▸ EXTRACT
▼▼▼

And so ’Nur ein viertelsstündchen’ and ‘Aventüre 1’ float around the early pastoral beauty of early Kraftwerk, while also echoing with the gentle side of Neu! and Cluster’s magical appeal. ‘Tanz mit mir’ moves towards the regimented and robotic, ‘The Man-Machine’ and ’Schaufensterpuppen’ neck of the laboratory.
By the time ‘Eins null eins eins null’ rolls up, (numbers!) you get the impression that Fred und Luna are almost willing a new Kraftwerk album into existence. It’s only amplified by ‘Wir atmen digital’ with its 8-bit intonations and electro-clave rhythms dancing across the stereo field.
It strays from its Kraftwerk brief enough to keep it varied and not too monomaniacal with ‘Es ist so schön’ with its schlager girl/boy vocals, while the piano piece ‘Sommer’ has Roedelius all over it. ’Morgen’, another pastoral moment, is like an electronic U2 doing ‘With Or Without You’ with the advantage of not being U2.

▲▲▲

▸ SET EXERCISE A
Duplicate the rows below precisely, keeping every line and every point tag unchanged.

▸ RECORDS FOR THIS EXERCISE
▼▼▼

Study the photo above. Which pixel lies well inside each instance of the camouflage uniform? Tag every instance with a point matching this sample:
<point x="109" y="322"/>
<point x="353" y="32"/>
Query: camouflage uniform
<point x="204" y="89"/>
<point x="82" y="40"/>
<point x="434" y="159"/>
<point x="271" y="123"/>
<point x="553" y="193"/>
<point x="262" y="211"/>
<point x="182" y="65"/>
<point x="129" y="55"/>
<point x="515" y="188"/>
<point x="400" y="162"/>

▲▲▲

▸ SET EXERCISE B
Pick up the album review from its final sentence and continue writing it.

▸ EXERCISE ANSWER A
Study the photo above. Which pixel lies well inside each instance of the camouflage uniform? Tag every instance with a point matching this sample:
<point x="109" y="322"/>
<point x="353" y="32"/>
Query: camouflage uniform
<point x="204" y="89"/>
<point x="82" y="40"/>
<point x="434" y="159"/>
<point x="271" y="123"/>
<point x="553" y="193"/>
<point x="262" y="211"/>
<point x="182" y="65"/>
<point x="129" y="55"/>
<point x="515" y="188"/>
<point x="400" y="162"/>

▸ EXERCISE ANSWER B
Büchmuller has coined a couple of new sub-genres to describe his work: elektrokraut and krautelektro, and this is the fourth Fred und Luna album. By taking Kraftwerk and their 1970s underground contemporaries as the blueprint, he’s been able to parlay it into an extended aesthetic output with its own appeal. He’s taken Kraftwerk’s titanium frame and dressed it in different fashions. It might need a metal pole up its arse to stay upright, but it does stand up on its own and looks great, too.